• Your objective: Go through the data and copy every line in which "below" appears.

• Recorded information:

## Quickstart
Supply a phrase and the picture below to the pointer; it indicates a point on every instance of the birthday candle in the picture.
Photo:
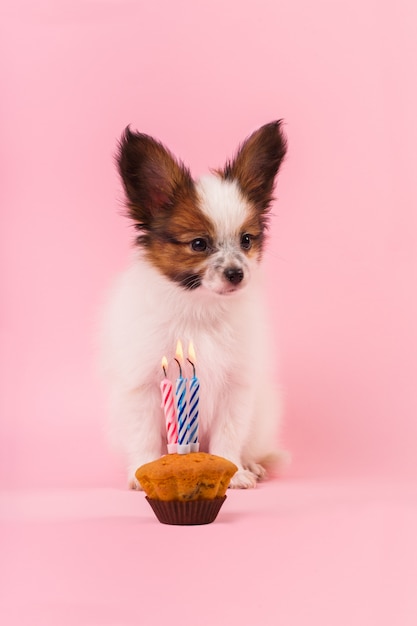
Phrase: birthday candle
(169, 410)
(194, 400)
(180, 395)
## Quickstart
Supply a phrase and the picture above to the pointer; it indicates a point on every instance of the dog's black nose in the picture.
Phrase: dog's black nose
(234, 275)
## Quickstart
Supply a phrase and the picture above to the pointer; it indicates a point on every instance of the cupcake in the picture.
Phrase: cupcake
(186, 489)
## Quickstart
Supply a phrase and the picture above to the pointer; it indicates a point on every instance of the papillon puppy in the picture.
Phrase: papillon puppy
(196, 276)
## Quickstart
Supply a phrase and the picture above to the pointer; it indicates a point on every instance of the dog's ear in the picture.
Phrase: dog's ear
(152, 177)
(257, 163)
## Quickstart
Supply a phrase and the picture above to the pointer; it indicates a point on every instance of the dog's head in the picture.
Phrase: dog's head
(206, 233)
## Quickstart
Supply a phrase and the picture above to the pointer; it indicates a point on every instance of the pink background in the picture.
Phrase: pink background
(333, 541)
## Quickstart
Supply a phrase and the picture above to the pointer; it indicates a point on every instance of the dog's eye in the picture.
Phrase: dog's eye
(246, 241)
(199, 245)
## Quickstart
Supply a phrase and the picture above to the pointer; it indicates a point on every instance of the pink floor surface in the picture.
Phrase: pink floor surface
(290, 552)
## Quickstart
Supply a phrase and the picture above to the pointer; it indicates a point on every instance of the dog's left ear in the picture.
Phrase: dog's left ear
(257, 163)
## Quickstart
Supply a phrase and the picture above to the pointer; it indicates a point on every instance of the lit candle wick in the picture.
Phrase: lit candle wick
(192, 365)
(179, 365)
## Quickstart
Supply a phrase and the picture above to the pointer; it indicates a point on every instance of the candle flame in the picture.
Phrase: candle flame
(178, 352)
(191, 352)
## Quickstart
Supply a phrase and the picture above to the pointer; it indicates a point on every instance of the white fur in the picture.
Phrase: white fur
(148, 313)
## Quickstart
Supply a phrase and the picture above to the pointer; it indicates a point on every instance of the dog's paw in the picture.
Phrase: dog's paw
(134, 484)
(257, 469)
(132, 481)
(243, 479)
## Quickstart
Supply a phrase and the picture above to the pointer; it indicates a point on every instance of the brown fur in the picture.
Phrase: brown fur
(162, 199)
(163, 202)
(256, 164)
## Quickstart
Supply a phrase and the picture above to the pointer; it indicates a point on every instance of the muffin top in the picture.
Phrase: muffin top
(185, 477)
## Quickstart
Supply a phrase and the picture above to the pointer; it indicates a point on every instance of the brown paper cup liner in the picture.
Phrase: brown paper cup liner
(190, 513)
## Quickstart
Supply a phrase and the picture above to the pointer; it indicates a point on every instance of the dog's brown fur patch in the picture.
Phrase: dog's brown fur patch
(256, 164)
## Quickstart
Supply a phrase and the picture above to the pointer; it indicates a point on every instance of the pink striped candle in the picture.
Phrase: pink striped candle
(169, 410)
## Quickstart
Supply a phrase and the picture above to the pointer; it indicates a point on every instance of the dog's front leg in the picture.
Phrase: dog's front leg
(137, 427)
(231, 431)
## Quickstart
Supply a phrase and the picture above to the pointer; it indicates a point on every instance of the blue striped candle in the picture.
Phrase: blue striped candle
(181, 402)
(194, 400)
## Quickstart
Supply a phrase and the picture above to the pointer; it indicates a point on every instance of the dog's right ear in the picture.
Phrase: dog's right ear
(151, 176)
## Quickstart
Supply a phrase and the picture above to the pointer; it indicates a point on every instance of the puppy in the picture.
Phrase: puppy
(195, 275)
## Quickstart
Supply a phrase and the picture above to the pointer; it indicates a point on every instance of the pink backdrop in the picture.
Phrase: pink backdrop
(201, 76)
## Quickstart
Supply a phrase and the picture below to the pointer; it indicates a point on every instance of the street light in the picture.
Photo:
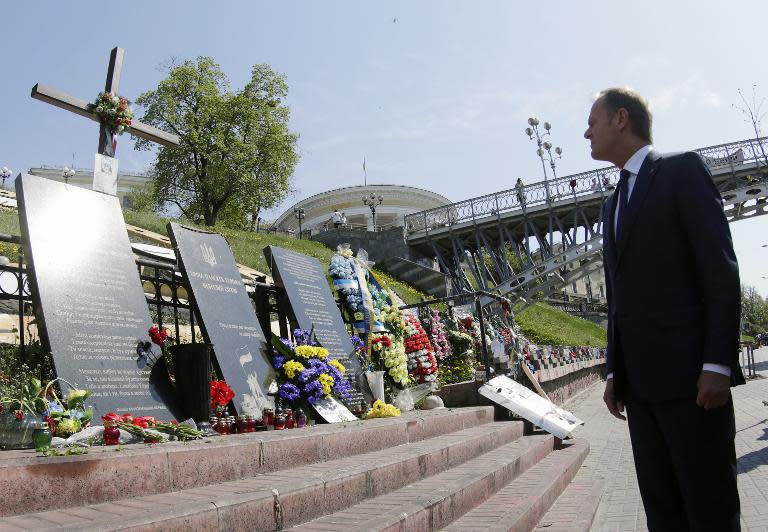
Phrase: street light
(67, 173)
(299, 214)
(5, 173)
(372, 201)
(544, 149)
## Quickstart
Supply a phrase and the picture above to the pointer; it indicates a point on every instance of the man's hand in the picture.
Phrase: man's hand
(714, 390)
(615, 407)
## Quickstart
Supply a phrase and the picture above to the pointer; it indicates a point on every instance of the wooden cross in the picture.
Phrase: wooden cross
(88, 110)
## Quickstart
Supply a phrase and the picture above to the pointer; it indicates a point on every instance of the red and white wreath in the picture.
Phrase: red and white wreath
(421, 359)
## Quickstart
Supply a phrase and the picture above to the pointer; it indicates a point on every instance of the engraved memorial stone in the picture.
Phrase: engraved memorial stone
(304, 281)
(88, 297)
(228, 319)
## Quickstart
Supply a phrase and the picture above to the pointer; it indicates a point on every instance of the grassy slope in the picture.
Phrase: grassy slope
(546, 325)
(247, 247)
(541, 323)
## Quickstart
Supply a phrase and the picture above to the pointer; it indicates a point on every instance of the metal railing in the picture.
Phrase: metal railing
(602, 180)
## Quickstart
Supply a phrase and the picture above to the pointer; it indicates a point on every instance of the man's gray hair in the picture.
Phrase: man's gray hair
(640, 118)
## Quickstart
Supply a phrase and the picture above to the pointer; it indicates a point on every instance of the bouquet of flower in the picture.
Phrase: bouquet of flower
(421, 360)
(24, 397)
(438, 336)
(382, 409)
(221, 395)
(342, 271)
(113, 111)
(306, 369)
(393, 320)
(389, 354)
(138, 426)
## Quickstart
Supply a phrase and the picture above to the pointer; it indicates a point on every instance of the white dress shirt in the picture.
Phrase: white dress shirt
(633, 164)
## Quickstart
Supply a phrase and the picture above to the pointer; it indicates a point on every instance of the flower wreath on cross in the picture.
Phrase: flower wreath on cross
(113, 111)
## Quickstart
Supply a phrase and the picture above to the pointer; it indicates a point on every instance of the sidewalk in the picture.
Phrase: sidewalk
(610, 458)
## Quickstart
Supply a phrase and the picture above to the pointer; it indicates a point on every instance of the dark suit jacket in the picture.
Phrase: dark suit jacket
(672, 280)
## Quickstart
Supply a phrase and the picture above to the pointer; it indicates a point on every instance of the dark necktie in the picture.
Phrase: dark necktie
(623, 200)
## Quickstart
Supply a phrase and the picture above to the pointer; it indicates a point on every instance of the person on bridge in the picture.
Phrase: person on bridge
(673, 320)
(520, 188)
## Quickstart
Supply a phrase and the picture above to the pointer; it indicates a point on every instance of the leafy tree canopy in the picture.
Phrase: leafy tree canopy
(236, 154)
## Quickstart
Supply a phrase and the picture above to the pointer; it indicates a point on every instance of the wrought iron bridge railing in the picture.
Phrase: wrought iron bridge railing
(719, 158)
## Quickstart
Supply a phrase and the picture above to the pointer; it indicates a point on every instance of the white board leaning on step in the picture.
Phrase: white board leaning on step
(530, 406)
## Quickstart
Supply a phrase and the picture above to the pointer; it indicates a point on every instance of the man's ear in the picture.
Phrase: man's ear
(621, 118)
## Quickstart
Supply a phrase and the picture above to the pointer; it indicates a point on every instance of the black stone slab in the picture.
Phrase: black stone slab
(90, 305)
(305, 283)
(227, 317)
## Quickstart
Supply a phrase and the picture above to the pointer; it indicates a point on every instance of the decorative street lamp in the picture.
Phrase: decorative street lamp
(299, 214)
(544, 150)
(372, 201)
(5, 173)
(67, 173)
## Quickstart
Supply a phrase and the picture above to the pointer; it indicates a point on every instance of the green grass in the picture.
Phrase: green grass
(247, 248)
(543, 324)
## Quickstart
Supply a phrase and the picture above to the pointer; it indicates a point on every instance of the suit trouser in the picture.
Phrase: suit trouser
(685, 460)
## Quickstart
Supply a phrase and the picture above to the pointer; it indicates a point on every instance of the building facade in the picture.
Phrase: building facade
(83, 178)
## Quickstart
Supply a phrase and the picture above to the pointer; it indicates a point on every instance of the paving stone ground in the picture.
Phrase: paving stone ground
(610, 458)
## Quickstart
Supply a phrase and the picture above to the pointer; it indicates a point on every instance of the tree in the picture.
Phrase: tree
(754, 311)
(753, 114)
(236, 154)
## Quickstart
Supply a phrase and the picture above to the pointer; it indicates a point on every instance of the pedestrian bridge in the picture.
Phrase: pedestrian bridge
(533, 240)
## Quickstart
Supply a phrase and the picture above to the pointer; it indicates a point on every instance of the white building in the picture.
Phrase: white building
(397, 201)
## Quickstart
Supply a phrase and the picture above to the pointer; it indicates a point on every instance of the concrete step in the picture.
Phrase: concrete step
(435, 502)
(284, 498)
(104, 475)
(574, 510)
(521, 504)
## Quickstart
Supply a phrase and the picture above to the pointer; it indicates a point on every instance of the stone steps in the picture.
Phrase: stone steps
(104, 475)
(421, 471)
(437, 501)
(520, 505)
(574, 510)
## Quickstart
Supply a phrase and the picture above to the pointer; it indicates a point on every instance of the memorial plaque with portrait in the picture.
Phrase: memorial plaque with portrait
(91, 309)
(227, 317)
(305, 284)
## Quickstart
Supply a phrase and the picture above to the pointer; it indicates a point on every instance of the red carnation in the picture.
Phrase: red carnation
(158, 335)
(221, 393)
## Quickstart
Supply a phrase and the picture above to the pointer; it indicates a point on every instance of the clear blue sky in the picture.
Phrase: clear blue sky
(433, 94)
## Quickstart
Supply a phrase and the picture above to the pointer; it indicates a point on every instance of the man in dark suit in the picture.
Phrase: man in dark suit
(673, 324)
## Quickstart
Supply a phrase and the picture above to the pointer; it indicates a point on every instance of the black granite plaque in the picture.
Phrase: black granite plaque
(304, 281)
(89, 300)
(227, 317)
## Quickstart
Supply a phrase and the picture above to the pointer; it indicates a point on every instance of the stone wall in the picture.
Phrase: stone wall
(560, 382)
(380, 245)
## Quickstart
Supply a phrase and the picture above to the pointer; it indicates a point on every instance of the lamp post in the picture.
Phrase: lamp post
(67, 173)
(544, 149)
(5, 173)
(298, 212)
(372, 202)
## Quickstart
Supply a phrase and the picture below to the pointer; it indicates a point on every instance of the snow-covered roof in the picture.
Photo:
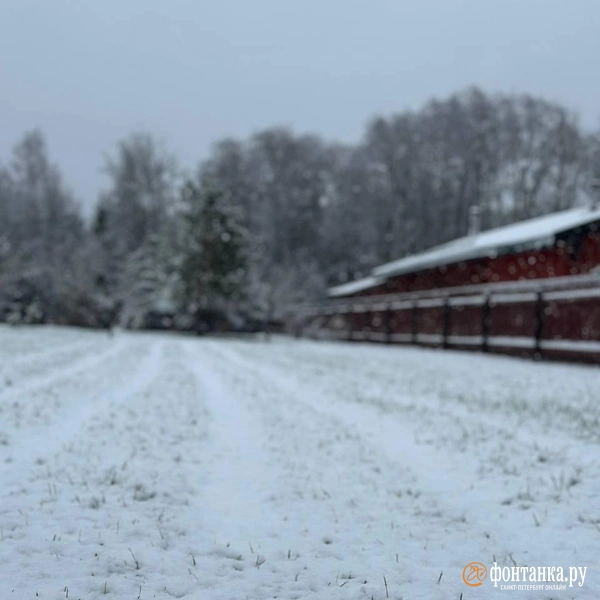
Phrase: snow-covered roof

• Exercise answer:
Supply a phrase and the picture below to the pointer; it indicates a point on every instance of the birthday candle in the picture.
Supply a phrase and the picture below to the pointer; it indicates a point on every instance of the street light in the picture.
Supply a phrase and the picture below to the pointer; it indicates a point on every instance of the snow-covered roof in the picture.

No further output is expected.